**TEXTO PROPORCIONADO:**
------------------------------------------------------------------------

Polo seu interese, reproducimos a continuación o artículo de Mar M. Louzao publicado na edición de onte do diario El Progreso

En el momento en que se inicia esta historia, H. era una mujer de treinta y pico a la que la sangre le bullía en las venas. Aunque consiguió un cómodo puesto burocrático en la Administración pública acorde con sus estudios superiores, le tentaba la idea de echarse a la aventura y crear su propio negocio en un área que le apasiona y a la que ha dedicado muchas horas de su vida, aunque siempre en sus ratos libres: la gastronomía. Así que, con todo el esmero, montó su tienda de productos delicatesen con un servicio de cátering a la altura de muchos y buenos restaurantes. Invirtió sus ahorros en la empresa e hipotecó su casa para llegar hasta donde sus reservas no podían.

Sin un ápice de remordimiento dio la espalda a su confortable vida de oficina, que incluía ocasionales viajes al extranjero, fines de semana libres de viernes por la noche a lunes por la mañana, buen sueldo, mes de vacaciones pagadas, jornadas impecables de ocho horas y noches sin grandes desvelos, salvo por el ansia constante de probar suerte por su cuenta. Llegados a este punto de la historia, habrá quien se identifique con ella y quien piense que (por decirlo suave) le faltaba un hervor.

El primer año el negocio no marchaba bien, pero todo el mundo sabe que los comienzos son difíciles y la ilusión compensaba las semanas de seis días, las jornadas de doce horas, y una existencia que discurría entre el horno, el mostrador, el despacho... y la cama. Pero ya iría mejorando poco a poco.

------------------------------------------------------------------------

**ÍTEMS PROPORCIONADOS:**
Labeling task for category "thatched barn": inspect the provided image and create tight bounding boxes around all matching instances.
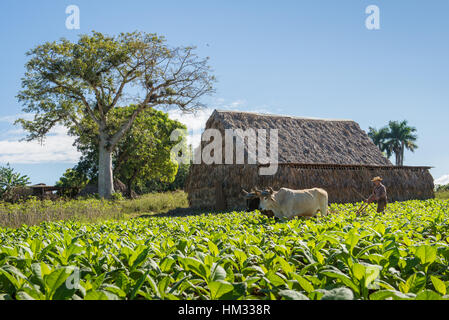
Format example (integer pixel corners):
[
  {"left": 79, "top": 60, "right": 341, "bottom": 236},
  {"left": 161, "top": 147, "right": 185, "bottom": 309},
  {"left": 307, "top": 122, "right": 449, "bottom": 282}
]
[{"left": 185, "top": 110, "right": 434, "bottom": 210}]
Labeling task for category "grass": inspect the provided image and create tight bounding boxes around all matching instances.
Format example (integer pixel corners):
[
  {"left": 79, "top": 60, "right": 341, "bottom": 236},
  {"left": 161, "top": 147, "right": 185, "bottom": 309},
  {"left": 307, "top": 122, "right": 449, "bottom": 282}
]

------------------------------------------------------------------------

**CONSIGNA 1:**
Responde, a partir del texto sobre el negocio de H.:
(a) ¿Qué hipotecó H. para llegar adonde no alcanzaban sus reservas?
(b) ¿Cuántas horas duraban sus jornadas en la oficina?
(c) ¿Cuántos días por semana trabajaba durante el primer año del negocio?
**CONSIGNA 2:** Resume en dos oraciones el texto sobre el negocio de H.
**CONSIGNA 3:** Por favor, escribe la continuación del texto sobre el negocio de H. a partir de su última oración.
Los ítems son material aparte del texto.

**RESPUESTA 1:**
(a) Su casa.
(b) Ocho horas.
(c) Seis días.

**RESPUESTA 2:** H., una mujer de treinta y pico con un cómodo puesto en la Administración pública, lo dejó para montar una tienda de productos delicatesen con servicio de cátering, en la que invirtió sus ahorros y para la que hipotecó su casa. El primer año el negocio no marchaba bien y le exigía semanas de seis días y jornadas de doce horas, pero la ilusión lo compensaba.

**RESPUESTA 3:**
El segundo año cerró el ejercicio sin pérdidas ni beneficios, y al tercero la balanza se decantó hacia lo peor. Horas enteras sin que entrara ningún cliente en las que las estanterías se le venían encima; una torniquete en la boca del estómago cada vez que se hacía la caja del día, y un océano que asomaba a los ojos cuando los proveedores exigían sus pagos de todas las maneras posibles, no siempre buenas, al otro lado del teléfono.

La ilusión hacía aguas por todas partes, y hubo que tomar la decisión de echar el cerrojo. No necesitó ni dos horas para hacer la liquidación de existencias. A mitad de precio, la mercancía volaba de las manos. Se le partía el alma de ver que los clientes que no habían cruzado la puerta en número suficiente para mantener el negocio acudían en hordas para finiquitarlo.

Desde el momento en que tomó la decisión comenzó a preparar su currículo para iniciar una nueva búsqueda de trabajo. Con tantas deudas, los ingresos eran la prioridad. Lejos de inventarse los tres últimos años de su vida, sumó sin un ápice de disimulo su experiencia al frente su negocio fallido, y contó sin vergüenza que montó y gestionó una empresa que no salió adelante, pero que para ella fue como un máster, y de los caros.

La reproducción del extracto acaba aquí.